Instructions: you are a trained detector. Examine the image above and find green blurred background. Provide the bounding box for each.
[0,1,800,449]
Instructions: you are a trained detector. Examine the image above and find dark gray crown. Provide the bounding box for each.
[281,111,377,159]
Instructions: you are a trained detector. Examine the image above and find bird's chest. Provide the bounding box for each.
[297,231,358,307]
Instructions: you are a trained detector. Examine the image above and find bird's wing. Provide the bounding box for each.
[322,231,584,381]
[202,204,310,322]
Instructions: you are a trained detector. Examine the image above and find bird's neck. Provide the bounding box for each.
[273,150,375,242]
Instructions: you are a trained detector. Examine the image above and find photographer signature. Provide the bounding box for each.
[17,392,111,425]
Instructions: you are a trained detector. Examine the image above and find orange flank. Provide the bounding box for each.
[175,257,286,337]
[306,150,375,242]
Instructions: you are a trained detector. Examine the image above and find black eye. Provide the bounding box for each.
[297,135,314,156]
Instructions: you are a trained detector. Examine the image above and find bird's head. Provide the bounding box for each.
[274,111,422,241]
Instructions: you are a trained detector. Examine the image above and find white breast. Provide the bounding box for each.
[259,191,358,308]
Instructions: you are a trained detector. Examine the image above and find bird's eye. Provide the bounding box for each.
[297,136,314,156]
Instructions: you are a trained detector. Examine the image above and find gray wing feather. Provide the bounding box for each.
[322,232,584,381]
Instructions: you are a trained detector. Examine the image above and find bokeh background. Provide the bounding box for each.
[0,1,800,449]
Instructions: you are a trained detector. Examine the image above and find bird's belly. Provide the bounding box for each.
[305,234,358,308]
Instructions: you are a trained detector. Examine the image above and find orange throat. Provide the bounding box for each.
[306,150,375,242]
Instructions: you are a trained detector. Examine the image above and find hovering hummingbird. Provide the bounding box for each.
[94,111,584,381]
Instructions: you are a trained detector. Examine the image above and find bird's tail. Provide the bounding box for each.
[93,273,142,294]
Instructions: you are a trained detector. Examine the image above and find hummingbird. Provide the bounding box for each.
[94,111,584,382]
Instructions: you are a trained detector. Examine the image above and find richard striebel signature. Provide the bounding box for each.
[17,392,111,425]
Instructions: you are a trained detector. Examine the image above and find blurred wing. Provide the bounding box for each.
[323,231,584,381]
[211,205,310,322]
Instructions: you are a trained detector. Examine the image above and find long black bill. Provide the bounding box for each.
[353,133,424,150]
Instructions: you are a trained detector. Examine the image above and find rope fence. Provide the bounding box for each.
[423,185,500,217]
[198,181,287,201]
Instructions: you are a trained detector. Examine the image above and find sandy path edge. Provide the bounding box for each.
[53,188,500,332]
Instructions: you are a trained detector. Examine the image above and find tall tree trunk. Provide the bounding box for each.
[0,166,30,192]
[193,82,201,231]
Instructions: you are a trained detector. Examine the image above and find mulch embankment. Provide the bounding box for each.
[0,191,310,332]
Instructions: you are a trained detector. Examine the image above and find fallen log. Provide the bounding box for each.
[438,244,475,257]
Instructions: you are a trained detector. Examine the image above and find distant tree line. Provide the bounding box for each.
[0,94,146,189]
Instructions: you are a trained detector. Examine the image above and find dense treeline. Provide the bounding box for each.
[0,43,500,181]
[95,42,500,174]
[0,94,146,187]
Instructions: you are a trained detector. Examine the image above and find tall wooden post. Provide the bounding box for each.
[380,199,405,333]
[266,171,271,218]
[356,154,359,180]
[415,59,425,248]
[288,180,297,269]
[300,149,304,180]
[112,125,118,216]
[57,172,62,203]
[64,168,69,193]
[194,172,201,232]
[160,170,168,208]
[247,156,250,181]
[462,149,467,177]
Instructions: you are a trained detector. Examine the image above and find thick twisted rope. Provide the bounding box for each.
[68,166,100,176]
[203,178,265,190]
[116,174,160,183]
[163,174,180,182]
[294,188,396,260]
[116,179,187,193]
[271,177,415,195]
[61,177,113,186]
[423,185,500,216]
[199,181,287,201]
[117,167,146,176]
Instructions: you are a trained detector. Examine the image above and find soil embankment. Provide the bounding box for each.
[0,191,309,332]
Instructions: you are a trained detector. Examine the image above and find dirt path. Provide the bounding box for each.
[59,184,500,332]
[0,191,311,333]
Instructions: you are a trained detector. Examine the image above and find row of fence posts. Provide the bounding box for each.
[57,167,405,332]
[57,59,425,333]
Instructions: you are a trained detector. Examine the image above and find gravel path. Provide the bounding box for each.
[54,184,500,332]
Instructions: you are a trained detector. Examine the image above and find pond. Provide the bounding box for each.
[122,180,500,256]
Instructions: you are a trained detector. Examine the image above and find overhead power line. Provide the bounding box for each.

What the task asks | Reproduce all of the records above verbatim, line by line, changing nothing.

Task response |
Instructions: you are a trained detector. Examine the image above and find green blurred background. Provide the bounding box for each.
[0,1,800,449]
Instructions: you are a trained detector. Examine the image above and find dark gray crown. Provide the bounding box for each.
[281,111,377,159]
Instructions: you are a trained detector. Examine the image above and find bird's chest. Provide the bounding box for each.
[297,231,358,307]
Instructions: you are a trained detector. Examine the image above and find bird's wing. Provide the bounding box for each.
[322,231,584,381]
[202,204,310,322]
Instructions: you are a trained detector. Examine the image above and find bird's neck. Provide the bounding box for each.
[273,150,375,242]
Instructions: you are a trained detector. Examine the image above and find photographer signature. Provide the bounding box for each.
[17,392,111,425]
Instructions: you are a trained detector. Examine the image above and find orange flank. Provide the bounding box for each.
[175,257,286,337]
[306,150,375,242]
Instructions: you are a trained detector. Examine the image above and find black eye. Provide the bounding box for each.
[297,135,314,156]
Instructions: you are a trained detector. Examine the image above and find bird's head. Provide the bounding box for each.
[274,111,422,241]
Instructions: you are a trained detector. Examine the image above and find white breast. Provide the bounding box for each.
[259,191,358,308]
Instructions: you are a trained detector. Examine the image above and find bird's eye. Provide the bounding box for each.
[297,136,314,156]
Instructions: you are a trained detector. Examine the image above and find gray wing feather. Provide the bounding box for each.
[322,232,584,381]
Instructions: you are a trained detector. Examine the image above and find bokeh background. Provide the bounding box for each.
[0,1,800,449]
Instructions: you are a trained detector. Examine the image above and find bird's belly. Provide the bounding box for each.
[305,234,358,308]
Instructions: you are a trained detector. Examine the image above and find orange throat. Provide the bounding box for each.
[306,150,375,242]
Instructions: you are a trained detector. Examine the image above and find hovering hummingbird. Provide the bounding box for each.
[94,111,584,381]
Instructions: you are a trained detector. Examine the image above and find bird's tail. Provide the bounding box for each.
[93,273,142,294]
Instructions: you are a trained detector. Examine the image above and find hummingbird. Provide the bounding box for each.
[94,111,584,382]
Instructions: you are a trained detector. Examine the image above and find richard striebel signature. Provide the bounding box for each.
[17,392,111,425]
Instructions: you are a trained detector. Examine the image above and find blurred wing. Provide the bounding box for each.
[323,231,584,381]
[211,205,310,322]
Instructions: you are a trained detector. Examine the image above and find long black bill. Provide the bounding box for each.
[353,133,424,150]
Instructions: you are a trained detector. Examine the image above and find rope fence. Provide the bounding box for each.
[423,185,500,217]
[198,181,287,201]
Instructions: you are a trained detector. Examine the image above and find sandy path edge. Provide the bounding box for each.
[53,188,500,332]
Instructions: you are a trained detector. Examine the image above and find tall tree trunk. Provide the bounding box for each.
[0,166,30,192]
[193,82,201,231]
Instructions: you are a trained detector. Examine the image above and find mulch embankment. Provide the bounding box for each.
[0,191,310,332]
Instructions: you are a trained detector. Examine the image above and find fallen log. Provide the bounding box for each.
[438,244,475,257]
Instructions: you are a trained detector. Examine the image above and find distant tree line. Provide the bounding box for each.
[0,94,146,189]
Instructions: you are a trained detector. Examine the image above and find dense treeline. Provide the bounding box for each.
[0,43,500,181]
[95,42,500,174]
[0,94,146,187]
Instructions: you are a trained detector. Examine the image above and find tall wooden post. Provide the bounding box for each.
[380,199,405,333]
[266,171,271,218]
[356,154,359,180]
[415,59,425,248]
[288,180,297,269]
[300,149,304,180]
[112,125,118,216]
[57,172,62,203]
[64,168,69,193]
[194,172,201,232]
[160,170,168,208]
[247,156,250,181]
[462,149,467,177]
Instructions: you are a trained detector. Examine the image above and find thick twisted rope. Provide the bounding box for each.
[68,166,100,176]
[203,178,265,190]
[116,174,160,183]
[163,174,180,182]
[294,188,396,260]
[116,179,187,193]
[271,177,415,195]
[61,177,113,186]
[423,185,500,216]
[199,181,287,201]
[117,167,146,176]
Instructions: you are a trained detector. Examine the image above and find soil embankment. Provide the bounding box for each.
[0,191,309,332]
Instructions: you are a trained detector. Examine the image above and find dirt path. Provide the bounding box for each.
[59,184,500,332]
[0,191,311,333]
Instructions: you are a trained detector. Examine the image above and find row of fence posts. Provide the bounding box for each.
[57,167,405,332]
[57,59,425,333]
Instructions: you are a trained detector. Examine the image above and find gravel path. Provide the bounding box for each.
[54,184,500,332]
Instructions: you are a trained detector. Examine the image above and find pond. Provide the bounding box for each.
[122,180,500,256]
Instructions: you are a trained detector. Examine the image above and find overhead power line. Provide the bounding box for each.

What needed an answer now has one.